--- begin Records for this task ---
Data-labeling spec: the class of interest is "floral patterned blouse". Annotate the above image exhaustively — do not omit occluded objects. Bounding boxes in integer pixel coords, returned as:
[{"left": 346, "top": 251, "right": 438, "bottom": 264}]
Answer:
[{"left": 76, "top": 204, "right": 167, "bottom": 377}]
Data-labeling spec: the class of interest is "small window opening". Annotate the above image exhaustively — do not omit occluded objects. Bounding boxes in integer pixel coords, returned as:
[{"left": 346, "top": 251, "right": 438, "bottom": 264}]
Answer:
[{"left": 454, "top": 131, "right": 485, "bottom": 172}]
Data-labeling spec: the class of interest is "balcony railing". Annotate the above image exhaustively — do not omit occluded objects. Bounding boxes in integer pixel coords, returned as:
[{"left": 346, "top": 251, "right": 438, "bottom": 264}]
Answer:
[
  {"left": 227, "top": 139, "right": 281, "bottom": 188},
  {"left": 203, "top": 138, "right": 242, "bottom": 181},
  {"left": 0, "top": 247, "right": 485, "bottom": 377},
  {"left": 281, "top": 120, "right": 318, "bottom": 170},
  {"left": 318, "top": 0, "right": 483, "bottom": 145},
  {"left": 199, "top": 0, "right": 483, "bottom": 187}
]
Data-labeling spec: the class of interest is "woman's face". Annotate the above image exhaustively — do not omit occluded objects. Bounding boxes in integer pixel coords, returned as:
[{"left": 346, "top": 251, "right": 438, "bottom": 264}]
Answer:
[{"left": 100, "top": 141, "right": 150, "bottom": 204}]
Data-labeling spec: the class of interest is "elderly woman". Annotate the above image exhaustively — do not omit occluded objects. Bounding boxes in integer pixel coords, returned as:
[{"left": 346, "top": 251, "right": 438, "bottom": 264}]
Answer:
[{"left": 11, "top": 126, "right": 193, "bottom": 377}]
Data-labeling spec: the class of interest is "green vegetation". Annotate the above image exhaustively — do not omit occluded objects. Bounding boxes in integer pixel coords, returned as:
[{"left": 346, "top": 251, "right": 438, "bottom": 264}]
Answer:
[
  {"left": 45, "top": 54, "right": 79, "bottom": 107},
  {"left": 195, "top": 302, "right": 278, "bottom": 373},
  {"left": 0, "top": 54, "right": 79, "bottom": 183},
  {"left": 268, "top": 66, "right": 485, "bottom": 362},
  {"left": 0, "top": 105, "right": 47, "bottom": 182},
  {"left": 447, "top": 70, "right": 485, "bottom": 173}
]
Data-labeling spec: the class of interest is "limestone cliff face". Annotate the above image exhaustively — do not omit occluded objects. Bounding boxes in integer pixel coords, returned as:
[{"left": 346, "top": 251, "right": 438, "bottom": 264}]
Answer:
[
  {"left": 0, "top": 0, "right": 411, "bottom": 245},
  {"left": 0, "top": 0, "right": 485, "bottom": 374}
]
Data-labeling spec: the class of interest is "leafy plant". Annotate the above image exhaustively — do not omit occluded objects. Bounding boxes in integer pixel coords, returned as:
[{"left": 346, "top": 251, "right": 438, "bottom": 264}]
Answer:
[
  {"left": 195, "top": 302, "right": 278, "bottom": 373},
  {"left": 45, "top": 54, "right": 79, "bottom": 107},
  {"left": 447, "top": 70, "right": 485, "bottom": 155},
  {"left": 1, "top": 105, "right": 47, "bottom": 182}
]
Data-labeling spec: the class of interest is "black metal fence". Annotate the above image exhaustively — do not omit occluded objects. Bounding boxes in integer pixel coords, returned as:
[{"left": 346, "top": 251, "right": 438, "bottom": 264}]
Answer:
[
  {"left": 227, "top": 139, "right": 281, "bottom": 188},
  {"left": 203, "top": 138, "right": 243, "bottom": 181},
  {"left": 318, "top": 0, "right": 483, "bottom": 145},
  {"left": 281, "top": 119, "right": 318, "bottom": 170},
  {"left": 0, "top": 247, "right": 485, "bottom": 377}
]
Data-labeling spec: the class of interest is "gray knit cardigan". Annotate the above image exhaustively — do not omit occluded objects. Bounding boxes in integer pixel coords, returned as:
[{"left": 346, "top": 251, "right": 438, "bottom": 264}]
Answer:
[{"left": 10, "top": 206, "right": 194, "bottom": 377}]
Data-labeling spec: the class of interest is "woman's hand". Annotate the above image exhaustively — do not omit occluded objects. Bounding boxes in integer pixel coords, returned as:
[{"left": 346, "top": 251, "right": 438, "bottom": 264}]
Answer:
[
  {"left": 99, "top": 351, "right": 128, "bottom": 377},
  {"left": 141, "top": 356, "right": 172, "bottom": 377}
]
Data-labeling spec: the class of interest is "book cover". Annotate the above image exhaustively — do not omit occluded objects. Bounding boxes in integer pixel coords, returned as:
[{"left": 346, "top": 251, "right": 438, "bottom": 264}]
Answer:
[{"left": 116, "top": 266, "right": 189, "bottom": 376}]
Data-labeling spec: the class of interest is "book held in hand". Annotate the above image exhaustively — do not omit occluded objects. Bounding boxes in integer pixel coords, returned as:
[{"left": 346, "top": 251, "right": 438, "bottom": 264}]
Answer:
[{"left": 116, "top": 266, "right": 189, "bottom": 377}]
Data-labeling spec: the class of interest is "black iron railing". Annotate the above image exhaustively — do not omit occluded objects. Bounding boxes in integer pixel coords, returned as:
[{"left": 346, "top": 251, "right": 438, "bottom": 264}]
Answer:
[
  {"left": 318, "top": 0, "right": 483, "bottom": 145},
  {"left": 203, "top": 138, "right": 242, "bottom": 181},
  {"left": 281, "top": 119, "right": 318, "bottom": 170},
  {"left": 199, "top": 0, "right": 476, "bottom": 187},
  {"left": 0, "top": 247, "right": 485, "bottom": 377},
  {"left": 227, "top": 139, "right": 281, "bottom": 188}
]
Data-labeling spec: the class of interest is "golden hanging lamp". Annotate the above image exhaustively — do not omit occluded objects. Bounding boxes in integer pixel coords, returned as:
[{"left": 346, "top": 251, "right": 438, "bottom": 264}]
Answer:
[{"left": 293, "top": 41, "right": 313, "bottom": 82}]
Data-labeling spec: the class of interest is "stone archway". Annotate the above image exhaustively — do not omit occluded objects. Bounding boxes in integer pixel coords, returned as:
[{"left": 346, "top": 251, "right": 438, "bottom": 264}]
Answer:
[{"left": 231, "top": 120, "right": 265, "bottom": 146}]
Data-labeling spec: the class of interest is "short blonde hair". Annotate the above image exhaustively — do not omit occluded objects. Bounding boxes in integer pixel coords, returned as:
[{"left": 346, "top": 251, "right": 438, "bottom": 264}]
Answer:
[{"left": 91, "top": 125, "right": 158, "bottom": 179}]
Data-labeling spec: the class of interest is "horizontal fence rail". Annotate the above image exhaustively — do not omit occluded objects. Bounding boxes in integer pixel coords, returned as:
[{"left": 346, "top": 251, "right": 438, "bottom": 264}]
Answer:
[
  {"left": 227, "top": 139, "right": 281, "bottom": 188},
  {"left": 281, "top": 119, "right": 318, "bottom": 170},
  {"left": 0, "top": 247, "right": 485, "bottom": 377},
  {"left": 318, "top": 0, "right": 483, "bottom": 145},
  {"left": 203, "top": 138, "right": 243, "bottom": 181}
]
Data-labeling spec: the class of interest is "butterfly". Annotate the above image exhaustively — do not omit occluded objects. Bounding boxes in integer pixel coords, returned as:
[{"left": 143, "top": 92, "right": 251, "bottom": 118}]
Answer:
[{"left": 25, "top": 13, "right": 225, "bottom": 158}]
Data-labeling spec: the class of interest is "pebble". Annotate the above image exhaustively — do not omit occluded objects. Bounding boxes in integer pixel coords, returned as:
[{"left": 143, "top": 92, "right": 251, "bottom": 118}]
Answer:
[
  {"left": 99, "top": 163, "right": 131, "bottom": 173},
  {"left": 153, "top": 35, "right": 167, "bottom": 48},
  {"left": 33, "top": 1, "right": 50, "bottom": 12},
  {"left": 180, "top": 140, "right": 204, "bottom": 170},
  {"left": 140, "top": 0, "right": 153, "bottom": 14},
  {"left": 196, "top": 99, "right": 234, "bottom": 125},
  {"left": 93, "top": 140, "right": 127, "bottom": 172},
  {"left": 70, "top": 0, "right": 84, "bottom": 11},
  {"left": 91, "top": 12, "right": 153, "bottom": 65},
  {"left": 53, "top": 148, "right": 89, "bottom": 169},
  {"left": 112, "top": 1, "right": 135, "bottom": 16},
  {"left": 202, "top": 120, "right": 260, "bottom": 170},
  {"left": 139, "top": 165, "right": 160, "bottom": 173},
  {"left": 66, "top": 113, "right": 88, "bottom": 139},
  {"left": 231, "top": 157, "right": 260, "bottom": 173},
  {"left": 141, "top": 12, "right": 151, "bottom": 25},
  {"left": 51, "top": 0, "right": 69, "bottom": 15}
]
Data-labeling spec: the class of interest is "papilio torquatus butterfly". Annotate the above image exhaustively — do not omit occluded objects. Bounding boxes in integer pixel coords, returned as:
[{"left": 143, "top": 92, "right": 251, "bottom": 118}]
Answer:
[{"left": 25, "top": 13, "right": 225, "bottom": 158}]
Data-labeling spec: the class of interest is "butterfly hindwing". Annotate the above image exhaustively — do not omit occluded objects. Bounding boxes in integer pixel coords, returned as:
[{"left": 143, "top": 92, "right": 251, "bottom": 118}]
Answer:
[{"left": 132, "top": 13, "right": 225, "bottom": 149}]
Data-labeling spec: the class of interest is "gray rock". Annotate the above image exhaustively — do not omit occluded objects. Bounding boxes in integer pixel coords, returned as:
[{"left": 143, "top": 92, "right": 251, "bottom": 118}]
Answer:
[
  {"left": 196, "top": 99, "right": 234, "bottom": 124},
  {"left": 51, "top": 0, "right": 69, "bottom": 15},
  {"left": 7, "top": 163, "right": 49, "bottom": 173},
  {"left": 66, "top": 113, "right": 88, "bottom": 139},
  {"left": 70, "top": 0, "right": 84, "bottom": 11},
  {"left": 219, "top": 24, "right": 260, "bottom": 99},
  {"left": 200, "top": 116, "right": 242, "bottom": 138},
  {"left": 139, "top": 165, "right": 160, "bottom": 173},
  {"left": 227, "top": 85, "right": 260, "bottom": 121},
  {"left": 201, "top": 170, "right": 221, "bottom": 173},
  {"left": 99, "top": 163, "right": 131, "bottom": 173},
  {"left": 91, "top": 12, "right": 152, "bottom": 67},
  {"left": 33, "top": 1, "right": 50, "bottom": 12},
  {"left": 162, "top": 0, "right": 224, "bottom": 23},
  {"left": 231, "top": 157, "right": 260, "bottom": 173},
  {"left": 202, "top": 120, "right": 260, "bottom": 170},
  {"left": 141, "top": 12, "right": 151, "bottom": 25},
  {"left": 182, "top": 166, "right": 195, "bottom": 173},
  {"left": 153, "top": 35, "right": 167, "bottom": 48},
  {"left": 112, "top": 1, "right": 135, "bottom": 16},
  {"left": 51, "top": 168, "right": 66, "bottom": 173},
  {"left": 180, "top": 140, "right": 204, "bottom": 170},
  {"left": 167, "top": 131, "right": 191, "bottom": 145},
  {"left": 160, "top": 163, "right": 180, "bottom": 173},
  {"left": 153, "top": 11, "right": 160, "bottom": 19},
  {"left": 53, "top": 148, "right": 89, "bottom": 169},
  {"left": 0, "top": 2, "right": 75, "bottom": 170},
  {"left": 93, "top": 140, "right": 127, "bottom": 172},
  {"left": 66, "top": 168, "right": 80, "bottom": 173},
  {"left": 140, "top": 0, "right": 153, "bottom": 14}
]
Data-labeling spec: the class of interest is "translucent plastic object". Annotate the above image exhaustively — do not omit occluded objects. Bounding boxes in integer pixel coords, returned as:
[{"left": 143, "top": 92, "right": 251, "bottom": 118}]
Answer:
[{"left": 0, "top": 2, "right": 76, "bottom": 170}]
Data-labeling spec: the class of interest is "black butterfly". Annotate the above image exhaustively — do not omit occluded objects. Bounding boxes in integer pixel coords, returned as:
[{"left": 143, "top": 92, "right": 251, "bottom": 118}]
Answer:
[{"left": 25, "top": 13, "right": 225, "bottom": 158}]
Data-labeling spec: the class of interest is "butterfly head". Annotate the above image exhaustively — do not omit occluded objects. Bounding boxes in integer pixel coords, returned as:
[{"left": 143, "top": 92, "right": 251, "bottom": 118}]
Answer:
--- end Records for this task ---
[Task brief]
How many lines in the items above contain the word "face"? Reply with the number alone.

[The completed task]
2